_Problem requirements_.
Take every line containing "grey" out of the records.

_Source material_.

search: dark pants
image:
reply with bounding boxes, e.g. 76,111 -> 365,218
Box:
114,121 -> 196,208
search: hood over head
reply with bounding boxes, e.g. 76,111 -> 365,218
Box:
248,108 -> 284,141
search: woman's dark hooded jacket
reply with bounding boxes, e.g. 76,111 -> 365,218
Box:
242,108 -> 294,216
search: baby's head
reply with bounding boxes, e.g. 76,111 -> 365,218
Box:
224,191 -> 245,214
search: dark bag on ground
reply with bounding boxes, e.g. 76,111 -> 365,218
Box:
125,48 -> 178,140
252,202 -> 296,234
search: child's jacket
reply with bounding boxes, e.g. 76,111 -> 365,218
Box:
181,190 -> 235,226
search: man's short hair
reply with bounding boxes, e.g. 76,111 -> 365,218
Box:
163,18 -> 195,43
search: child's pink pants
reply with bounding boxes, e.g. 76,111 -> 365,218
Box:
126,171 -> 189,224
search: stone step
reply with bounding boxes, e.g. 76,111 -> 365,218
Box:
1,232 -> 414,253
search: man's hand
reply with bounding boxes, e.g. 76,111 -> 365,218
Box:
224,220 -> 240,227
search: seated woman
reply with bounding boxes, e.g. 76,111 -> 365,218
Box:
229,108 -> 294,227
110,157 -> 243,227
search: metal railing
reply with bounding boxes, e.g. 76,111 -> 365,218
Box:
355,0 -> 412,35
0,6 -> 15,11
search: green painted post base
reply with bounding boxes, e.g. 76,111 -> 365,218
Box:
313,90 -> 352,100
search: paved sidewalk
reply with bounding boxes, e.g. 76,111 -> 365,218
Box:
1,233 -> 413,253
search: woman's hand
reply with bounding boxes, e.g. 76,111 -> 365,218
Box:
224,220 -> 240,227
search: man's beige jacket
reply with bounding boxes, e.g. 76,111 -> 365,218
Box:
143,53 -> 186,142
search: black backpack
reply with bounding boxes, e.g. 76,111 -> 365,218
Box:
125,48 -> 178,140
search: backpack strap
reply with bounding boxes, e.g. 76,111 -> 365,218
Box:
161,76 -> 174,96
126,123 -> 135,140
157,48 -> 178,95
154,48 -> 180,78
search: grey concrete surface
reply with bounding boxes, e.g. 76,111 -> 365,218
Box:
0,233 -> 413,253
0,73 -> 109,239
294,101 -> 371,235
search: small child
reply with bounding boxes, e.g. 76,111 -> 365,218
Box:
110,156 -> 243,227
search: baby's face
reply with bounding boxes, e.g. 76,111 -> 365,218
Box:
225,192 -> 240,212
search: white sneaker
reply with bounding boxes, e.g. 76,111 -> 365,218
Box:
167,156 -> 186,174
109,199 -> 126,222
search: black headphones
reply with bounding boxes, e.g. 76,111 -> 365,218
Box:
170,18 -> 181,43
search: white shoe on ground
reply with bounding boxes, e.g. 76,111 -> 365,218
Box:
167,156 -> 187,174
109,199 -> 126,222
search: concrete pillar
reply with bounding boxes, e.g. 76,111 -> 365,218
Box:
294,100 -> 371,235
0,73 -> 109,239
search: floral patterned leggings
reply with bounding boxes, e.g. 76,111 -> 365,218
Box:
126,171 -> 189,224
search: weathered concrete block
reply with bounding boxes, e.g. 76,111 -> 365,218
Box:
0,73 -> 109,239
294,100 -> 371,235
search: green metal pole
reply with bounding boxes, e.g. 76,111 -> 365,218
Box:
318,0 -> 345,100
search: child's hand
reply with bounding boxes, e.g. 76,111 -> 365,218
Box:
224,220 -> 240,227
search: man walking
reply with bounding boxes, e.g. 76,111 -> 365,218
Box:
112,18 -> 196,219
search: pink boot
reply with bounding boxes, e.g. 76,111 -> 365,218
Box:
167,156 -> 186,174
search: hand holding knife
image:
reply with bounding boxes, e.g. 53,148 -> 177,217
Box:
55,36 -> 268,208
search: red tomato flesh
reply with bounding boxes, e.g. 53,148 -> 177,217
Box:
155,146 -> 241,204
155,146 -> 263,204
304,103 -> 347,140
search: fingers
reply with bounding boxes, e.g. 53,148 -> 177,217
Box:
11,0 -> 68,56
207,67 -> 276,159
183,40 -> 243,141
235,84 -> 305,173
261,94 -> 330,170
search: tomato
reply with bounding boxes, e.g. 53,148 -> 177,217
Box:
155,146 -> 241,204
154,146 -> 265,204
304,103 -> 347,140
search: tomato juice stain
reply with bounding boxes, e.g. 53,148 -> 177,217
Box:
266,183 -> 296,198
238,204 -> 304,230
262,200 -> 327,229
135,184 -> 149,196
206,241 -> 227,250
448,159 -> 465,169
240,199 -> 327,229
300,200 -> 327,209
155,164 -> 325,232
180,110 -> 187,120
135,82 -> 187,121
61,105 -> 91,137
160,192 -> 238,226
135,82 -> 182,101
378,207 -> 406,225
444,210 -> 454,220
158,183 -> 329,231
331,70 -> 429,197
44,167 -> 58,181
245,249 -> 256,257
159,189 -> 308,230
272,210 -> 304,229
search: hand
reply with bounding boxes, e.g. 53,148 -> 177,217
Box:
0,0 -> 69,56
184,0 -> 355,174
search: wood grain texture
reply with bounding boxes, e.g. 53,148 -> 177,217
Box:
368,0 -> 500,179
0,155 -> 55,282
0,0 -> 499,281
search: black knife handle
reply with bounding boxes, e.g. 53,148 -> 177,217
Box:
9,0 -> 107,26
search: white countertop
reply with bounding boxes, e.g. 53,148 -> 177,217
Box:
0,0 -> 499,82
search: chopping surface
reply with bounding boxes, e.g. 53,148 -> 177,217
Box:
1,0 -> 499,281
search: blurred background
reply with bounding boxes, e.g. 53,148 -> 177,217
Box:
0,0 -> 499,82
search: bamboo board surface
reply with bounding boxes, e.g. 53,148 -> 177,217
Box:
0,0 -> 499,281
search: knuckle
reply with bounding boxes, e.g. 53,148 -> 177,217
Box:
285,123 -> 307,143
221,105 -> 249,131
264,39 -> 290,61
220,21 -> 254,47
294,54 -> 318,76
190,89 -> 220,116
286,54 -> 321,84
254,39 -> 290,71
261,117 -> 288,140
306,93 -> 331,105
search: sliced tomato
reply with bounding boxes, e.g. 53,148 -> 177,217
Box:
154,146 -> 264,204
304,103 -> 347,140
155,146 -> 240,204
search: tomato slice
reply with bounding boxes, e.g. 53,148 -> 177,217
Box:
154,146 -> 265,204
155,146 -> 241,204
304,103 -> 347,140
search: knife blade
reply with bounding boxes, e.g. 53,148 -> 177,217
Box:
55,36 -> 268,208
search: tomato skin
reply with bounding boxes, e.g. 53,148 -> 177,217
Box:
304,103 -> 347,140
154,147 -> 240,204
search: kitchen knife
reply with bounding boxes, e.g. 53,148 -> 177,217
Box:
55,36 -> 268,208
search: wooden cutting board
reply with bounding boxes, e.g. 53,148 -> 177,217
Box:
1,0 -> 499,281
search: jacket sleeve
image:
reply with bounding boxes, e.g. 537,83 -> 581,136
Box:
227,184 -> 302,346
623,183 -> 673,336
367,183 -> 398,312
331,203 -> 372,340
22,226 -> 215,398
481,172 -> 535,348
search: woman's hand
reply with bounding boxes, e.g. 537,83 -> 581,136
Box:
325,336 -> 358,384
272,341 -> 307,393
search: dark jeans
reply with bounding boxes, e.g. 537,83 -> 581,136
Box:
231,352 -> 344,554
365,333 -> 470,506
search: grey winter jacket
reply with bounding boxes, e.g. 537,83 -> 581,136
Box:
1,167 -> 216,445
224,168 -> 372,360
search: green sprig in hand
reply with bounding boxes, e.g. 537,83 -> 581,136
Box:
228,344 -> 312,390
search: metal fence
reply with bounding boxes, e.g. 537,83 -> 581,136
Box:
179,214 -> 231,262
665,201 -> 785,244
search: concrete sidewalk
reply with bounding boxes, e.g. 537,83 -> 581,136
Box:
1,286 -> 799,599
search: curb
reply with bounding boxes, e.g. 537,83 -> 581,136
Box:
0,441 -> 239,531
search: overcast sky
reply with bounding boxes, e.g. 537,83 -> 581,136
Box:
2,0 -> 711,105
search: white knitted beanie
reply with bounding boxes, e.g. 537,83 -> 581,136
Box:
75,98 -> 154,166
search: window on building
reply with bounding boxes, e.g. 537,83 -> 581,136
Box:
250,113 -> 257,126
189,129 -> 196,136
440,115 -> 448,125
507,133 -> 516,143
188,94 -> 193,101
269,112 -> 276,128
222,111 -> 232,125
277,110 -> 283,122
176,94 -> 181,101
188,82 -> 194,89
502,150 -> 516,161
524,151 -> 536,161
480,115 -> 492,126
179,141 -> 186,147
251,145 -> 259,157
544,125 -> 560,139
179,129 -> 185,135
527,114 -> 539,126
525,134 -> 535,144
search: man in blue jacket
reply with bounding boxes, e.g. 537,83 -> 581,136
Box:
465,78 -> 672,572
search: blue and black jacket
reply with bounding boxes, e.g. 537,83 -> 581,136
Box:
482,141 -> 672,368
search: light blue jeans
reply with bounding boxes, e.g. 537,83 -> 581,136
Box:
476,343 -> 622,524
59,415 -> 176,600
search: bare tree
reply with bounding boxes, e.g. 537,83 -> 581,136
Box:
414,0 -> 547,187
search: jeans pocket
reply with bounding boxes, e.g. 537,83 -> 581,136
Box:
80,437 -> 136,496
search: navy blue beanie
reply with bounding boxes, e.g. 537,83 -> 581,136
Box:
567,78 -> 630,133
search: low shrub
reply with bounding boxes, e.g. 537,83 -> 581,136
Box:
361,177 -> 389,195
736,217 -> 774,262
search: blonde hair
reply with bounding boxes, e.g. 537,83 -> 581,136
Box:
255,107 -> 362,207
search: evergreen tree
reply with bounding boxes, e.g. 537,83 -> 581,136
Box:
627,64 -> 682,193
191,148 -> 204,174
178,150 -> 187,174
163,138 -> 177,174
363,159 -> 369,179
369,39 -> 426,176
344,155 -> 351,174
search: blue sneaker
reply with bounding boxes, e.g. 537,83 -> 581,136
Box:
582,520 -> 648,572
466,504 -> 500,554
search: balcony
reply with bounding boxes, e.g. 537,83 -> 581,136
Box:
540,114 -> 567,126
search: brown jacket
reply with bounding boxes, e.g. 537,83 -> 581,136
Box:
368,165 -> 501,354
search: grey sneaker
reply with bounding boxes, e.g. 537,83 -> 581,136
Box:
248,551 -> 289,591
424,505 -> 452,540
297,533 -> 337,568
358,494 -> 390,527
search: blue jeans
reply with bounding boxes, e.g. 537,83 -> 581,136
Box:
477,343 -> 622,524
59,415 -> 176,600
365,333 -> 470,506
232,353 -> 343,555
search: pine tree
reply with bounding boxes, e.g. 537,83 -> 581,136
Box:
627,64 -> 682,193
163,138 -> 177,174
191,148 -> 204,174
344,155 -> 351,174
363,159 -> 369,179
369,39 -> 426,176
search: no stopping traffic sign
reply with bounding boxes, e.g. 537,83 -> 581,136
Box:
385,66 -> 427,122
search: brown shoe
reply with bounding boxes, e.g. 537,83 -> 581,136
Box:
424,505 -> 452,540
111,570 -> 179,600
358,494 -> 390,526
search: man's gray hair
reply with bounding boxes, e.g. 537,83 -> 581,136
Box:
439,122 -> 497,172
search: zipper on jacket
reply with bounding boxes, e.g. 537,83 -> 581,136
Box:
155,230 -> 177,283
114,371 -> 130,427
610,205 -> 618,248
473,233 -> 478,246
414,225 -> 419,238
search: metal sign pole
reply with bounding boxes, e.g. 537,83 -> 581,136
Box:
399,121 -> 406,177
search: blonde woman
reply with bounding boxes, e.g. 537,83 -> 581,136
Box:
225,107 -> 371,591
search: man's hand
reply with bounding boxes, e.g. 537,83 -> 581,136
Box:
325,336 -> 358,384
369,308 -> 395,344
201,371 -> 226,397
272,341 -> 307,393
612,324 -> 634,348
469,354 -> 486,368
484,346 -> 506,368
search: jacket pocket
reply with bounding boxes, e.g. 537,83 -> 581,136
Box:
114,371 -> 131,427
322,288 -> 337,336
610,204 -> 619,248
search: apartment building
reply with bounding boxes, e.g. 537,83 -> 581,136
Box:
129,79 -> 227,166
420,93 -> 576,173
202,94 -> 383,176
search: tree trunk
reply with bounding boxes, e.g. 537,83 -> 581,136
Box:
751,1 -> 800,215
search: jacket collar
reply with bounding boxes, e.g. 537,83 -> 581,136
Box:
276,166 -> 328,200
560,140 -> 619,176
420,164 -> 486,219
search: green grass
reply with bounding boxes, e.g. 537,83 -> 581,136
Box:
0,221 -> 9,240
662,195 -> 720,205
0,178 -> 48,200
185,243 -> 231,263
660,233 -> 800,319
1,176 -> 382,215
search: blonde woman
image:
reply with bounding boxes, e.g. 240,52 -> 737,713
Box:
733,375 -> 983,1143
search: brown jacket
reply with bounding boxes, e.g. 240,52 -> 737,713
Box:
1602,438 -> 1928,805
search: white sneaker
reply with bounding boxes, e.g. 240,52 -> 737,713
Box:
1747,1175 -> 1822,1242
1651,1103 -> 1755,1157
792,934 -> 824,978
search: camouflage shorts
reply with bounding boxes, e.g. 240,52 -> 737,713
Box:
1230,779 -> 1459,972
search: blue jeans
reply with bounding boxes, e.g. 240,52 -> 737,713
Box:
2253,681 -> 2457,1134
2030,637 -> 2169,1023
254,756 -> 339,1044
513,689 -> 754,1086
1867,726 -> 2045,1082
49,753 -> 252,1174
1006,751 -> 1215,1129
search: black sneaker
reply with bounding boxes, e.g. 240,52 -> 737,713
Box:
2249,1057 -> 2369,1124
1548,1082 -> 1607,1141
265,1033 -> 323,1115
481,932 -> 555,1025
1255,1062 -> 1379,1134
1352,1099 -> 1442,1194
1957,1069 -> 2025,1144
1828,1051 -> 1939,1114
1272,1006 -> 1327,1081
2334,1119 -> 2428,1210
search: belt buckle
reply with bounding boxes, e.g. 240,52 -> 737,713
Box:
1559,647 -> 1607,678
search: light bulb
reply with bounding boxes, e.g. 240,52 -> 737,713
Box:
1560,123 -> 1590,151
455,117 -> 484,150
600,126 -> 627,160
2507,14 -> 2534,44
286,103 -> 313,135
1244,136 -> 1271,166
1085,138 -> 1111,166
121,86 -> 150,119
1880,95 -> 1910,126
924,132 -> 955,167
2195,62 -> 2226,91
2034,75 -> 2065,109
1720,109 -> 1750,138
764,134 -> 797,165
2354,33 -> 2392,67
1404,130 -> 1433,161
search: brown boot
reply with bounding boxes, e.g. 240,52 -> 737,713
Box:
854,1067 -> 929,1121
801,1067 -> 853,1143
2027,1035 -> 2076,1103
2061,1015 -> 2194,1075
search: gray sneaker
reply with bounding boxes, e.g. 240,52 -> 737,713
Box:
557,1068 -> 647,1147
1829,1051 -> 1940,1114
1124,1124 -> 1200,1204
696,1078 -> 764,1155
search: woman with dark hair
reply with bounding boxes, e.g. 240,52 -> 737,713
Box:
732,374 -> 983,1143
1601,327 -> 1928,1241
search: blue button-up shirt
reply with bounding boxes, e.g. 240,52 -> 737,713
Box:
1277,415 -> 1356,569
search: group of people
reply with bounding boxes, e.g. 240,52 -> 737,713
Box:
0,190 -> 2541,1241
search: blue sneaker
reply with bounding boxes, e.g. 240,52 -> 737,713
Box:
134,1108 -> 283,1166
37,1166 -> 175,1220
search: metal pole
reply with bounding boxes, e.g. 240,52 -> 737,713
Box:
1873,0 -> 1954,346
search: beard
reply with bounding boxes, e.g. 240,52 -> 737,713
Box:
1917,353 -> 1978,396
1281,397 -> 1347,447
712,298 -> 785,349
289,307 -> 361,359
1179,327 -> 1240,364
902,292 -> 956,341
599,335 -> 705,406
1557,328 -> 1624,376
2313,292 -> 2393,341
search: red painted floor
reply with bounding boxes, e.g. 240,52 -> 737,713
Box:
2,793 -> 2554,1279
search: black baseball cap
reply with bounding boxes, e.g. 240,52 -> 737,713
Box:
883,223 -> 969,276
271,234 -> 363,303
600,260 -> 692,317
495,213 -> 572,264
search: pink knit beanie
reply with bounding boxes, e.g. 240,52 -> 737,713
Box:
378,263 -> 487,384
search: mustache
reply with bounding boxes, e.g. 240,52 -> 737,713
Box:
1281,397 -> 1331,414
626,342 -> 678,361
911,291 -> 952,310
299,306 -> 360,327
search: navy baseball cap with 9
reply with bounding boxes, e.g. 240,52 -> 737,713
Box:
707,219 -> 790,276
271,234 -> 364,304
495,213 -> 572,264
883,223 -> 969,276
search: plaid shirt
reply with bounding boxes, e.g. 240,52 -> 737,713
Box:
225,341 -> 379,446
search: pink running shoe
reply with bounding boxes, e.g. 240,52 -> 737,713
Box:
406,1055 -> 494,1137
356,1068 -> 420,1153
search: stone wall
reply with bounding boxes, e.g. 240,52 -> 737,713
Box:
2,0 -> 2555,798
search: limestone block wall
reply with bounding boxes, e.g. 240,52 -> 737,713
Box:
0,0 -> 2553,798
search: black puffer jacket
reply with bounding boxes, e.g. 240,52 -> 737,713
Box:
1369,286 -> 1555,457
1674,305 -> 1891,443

_Solved problem_.
search: grey concrete surface
search: grey winter jacket
search: grey sneaker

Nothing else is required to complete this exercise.